Selected extract below:
Category Archives: will power

Deep thoughts on will power.

It’s bagel day!  I wasn’t sure we were going to be able to bike, as it looked like it was threatening rain.  However, we went anyway.  Here is my bike all locked up at the bagel place.

In the past, we didn’t really lock up our bikes at this place very often, but now I am so paranoid after mine got stolen that I want to lock it up in our garage!  Of course, we all know the lock didn’t stop the thieves before….

Anyhoo, I had a sunflower bagel.  So good!  I love bagels with nuts and seeds and things in (and on) them.

We were actually having an interesting discussion today at breakfast about losing weight and will power.  Did any of you catch that show on the other night on ABC about the brain stimulator for weight loss?

In a nutshell, it is a procedure for people who are obese and have failed at all other attempts at weight loss, including gastric bypass surgery.  The woman on the show had the stimulator implanted and it followed her progress over the course of a year while they tried to control her appetite and fullness sensations.  She said that all her cravings were gone and she did not obsess about food anymore.  However, she did not lose any weight in a  year.  What I found most interesting is that she went into a metabolism study chamber for a week and during that time, lost 10 pounds.  Was this because she was taken out of her food environment and was unable to snack and such as before?
End of Selected extract.
Provided records below:
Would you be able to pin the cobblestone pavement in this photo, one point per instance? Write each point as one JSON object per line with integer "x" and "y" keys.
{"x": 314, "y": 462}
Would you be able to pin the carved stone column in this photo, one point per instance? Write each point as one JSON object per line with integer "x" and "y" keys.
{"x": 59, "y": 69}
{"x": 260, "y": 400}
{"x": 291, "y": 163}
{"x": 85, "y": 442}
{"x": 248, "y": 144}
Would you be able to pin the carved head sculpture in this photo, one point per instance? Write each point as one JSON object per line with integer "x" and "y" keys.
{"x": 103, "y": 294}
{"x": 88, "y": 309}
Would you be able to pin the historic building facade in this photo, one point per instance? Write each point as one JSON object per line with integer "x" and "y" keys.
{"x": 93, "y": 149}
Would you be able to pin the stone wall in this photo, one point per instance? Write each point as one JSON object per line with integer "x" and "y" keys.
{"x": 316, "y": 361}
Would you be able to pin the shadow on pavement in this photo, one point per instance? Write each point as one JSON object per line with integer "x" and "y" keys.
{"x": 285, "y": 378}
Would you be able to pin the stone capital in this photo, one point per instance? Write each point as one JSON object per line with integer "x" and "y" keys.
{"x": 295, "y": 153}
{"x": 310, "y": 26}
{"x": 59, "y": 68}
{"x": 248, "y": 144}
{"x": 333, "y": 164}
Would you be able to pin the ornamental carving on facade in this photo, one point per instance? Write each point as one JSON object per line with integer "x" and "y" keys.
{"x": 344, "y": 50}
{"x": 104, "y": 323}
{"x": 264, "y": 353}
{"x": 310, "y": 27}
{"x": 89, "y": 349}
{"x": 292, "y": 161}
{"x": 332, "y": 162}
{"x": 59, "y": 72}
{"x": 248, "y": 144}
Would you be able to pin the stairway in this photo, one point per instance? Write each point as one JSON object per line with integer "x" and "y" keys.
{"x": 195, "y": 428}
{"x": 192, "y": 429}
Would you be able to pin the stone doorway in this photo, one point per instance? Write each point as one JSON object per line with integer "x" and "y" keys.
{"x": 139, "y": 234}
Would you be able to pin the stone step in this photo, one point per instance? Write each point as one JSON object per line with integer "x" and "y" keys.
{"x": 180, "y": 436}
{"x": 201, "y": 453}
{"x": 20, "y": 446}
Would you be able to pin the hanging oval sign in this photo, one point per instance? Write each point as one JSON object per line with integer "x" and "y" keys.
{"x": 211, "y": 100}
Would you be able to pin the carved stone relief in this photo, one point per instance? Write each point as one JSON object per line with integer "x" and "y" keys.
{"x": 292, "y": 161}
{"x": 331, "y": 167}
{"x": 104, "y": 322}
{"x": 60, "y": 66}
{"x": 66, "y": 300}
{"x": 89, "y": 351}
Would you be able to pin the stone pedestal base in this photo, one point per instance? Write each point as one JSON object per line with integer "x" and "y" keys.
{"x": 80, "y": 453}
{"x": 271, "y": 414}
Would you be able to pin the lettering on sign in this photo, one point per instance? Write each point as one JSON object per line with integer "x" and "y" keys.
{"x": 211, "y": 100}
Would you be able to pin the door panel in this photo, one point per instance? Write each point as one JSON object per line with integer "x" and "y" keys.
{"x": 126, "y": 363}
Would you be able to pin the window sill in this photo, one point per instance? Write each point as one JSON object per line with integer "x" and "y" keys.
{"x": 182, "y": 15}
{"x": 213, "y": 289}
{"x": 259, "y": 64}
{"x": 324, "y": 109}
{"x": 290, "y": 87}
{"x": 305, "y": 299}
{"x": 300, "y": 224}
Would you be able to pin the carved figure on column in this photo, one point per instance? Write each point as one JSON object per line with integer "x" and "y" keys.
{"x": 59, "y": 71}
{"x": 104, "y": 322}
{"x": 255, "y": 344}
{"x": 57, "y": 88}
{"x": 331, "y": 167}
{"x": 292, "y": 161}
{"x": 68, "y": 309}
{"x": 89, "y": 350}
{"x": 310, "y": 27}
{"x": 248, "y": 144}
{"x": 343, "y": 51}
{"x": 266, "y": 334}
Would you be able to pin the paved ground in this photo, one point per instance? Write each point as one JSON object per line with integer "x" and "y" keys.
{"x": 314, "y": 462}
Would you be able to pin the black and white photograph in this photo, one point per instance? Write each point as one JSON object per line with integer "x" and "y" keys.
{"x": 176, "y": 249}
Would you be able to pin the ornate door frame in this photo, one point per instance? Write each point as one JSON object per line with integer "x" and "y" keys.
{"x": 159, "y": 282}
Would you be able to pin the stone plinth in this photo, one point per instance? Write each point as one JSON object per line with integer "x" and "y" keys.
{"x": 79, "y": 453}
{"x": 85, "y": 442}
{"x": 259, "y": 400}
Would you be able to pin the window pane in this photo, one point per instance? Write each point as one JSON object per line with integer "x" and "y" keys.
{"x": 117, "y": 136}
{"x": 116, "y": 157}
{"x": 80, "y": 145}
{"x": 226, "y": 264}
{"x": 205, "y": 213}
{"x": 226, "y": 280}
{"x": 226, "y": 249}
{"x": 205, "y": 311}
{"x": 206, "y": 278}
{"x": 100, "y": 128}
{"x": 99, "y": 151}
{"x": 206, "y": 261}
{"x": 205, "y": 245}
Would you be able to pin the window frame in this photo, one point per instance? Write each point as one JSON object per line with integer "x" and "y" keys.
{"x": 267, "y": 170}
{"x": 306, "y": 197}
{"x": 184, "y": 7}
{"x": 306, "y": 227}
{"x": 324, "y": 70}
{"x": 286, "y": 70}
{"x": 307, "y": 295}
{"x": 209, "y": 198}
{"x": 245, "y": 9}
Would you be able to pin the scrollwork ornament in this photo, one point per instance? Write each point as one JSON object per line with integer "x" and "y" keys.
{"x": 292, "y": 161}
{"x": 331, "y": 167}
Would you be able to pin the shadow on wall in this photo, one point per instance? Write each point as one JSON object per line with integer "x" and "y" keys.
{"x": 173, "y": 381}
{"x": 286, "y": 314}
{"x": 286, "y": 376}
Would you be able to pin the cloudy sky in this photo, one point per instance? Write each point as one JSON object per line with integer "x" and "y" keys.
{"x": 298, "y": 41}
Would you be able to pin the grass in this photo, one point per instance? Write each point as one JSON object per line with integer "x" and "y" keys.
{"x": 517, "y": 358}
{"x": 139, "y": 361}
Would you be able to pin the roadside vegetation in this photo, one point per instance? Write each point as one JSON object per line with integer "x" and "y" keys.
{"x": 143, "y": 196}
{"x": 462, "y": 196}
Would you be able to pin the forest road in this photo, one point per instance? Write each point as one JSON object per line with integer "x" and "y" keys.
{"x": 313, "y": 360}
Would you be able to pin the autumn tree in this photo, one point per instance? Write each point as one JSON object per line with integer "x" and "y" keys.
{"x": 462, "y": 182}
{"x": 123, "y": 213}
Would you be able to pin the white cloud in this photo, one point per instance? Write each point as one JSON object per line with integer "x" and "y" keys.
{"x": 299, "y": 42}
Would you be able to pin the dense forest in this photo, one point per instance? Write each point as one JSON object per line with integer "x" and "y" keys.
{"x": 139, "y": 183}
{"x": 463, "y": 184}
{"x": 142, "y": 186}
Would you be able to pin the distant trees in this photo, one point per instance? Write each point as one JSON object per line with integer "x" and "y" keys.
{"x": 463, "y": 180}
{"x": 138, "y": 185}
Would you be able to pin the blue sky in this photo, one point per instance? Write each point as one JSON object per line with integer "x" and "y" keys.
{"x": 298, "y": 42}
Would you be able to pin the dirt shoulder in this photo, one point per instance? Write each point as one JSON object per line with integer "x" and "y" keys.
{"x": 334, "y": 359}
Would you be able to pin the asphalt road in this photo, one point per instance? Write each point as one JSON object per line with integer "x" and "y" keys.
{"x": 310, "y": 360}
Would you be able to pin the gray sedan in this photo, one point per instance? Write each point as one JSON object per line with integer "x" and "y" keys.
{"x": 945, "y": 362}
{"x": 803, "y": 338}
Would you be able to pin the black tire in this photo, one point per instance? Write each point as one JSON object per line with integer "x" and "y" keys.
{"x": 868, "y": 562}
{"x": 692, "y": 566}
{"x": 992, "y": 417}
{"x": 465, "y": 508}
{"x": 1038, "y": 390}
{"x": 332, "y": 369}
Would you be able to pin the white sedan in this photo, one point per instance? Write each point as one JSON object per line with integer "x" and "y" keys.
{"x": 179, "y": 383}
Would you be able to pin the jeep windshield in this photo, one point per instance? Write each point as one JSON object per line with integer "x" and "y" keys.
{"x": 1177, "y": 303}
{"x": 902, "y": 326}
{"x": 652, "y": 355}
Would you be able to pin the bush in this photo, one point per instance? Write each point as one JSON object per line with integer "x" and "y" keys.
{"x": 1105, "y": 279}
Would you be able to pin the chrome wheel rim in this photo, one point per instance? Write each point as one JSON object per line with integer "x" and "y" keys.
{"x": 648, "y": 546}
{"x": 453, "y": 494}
End of Provided records.
● Exercise requirements
1. According to the will power post, what kind of bagel did the writer have?
2. List every outcome the will power post reports for the woman on the ABC show after she had the stimulator implanted.
The records are separate from the will power post.

● Responses to the exercise
1. A sunflower bagel.

2.
- All her cravings were gone.
- She did not obsess about food anymore.
- She did not lose any weight in a year.
- She lost 10 pounds during a week in a metabolism study chamber.